• _Document segment_
-----
Re: Reliability with RAID 10 SSD and Streaming Replication

From: Merlin Moncure <mmoncure(at)gmail(dot)com>
To: Greg Smith <greg(at)2ndquadrant(dot)com>
Cc: "Joshua D(dot) Drake" <jd(at)commandprompt(dot)com>, sthomas(at)optionshouse(dot)com, Tomas Vondra <tv(at)fuzzy(dot)cz>, pgsql-performance(at)postgresql(dot)org
Subject: Re: Reliability with RAID 10 SSD and Streaming Replication
Date: 2013-05-22 19:51:45
Message-ID: CAHyXU0wUHDiGVWgejxsFNApiP0sUcf8eLOy1Dwy-1pboBuxLeQ@mail.gmail.com
Views: Raw Message | Whole Thread | Download mbox | Resend email
Thread:
Lists: pgsql-performance

On Wed, May 22, 2013 at 2:30 PM, Greg Smith <greg(at)2ndquadrant(dot)com> wrote:
> On 5/22/13 3:06 PM, Joshua D. Drake wrote:
>>
>> Greg, can you elaborate on the SSD + Xlog issue? What type of burn
>> through are we talking about?
>
>
> You're burning through flash cells at a multiple of the total WAL write
> volume. The system I gave iostat snapshots from upthread (with the Intel
> 710 hitting its limit) archives about 1TB of WAL each week. The actual
> amount of WAL written in terms of erased flash blocks is even higher though,
> because sometimes the flash is hit with partial page writes. The write
> amplification of WAL is much worse than the main database.
>
> I gave a rough intro to this on the Intel drives at
> http://blog.2ndquadrant.com/intel_ssds_lifetime_and_the_32/ and there's a
> nice "Write endurance" table at
> http://www.tomshardware.com/reviews/ssd-710-enterprise-x25-e,3038-2.html
>
> The cheapest of the Intel SSDs I have here only guarantees 15TB of total
> write endurance. Eliminating >1TB of writes per week by moving the WAL off
> SSD is a pretty significant change, even though the burn rate isn't a simple
> linear thing--you won't burn the flash out in only 15 weeks.
-----
• _Information provided_

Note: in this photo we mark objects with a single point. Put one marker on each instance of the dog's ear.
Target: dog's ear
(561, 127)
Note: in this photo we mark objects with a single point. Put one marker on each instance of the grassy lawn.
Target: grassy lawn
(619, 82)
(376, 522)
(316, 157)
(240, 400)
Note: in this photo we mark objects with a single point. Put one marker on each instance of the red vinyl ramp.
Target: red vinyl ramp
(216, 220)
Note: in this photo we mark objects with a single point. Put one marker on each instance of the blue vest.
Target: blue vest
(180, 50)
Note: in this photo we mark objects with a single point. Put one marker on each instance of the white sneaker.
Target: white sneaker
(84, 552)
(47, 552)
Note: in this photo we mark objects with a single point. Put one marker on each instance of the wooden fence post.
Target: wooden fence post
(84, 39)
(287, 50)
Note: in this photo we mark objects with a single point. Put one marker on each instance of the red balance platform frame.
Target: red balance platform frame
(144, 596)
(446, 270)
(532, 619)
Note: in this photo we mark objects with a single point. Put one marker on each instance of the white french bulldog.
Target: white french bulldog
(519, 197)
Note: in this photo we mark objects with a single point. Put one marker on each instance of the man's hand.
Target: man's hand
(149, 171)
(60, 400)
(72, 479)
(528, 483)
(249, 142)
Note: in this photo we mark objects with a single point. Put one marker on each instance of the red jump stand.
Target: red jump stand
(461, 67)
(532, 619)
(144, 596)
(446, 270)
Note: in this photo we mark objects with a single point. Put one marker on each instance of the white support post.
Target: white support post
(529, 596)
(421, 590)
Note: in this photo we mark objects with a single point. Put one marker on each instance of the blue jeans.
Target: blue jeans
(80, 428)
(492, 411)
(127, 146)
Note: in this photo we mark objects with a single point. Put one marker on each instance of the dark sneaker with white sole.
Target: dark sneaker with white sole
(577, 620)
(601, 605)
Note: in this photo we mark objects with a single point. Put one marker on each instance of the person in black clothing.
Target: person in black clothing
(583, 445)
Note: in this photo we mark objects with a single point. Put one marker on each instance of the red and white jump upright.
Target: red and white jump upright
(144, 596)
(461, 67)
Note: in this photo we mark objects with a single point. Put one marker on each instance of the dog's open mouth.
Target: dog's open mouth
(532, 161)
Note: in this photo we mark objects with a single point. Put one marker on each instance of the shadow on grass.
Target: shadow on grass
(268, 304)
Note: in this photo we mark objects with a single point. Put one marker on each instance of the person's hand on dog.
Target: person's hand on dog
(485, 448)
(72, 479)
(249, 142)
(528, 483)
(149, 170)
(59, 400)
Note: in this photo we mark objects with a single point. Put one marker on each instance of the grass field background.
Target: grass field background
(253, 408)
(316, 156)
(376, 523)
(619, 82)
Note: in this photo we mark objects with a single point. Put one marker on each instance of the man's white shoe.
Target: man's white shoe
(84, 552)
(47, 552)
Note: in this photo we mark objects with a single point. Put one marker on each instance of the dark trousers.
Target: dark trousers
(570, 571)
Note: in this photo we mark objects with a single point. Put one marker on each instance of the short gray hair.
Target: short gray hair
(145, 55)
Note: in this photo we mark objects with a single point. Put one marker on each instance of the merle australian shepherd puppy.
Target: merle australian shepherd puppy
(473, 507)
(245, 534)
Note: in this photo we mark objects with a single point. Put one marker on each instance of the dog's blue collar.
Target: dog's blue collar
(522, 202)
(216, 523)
-----
• _About this task_
Write what comes next in the mailing-list reply about SSD wear from WAL writes, picking up right after its last sentence.

• _Response area_
Certainly, intel 320 is not designed for 1tb/week workloads.

> The production server is actually using the higher grade 710 drives that aim
> for 900TB instead. But I do have standby servers using the low grade stuff,
> so anything I can do to decrease SSD burn rate without dropping performance
> is useful. And only the top tier of transaction rates will outrun a RAID1
> pair of 15K drives dedicated to WAL.

s3700 is rated for 10 drive writes/day for 5 years. so, for 200gb drive, that's
200gb * 10/day * 365 days * 5, that's 3.65 million gigabytes or ~ 3.5 petabytes.

1tb/week would take 67 years to burn through / whatever you assume for
write amplification / whatever extra penalty you give if you are
shooting for > 5 year duty cycle (flash degrades faster the older it
is) *for a single 200gb device*. write endurance is not a problem
for this drive, in fact it's a very reasonable assumption that the
faster worst case random performance is directly related to reduced
write amplification. btw, cost/pb of this drive is less than half of
the 710 (which IMO was obsolete the day the s3700 hit the street).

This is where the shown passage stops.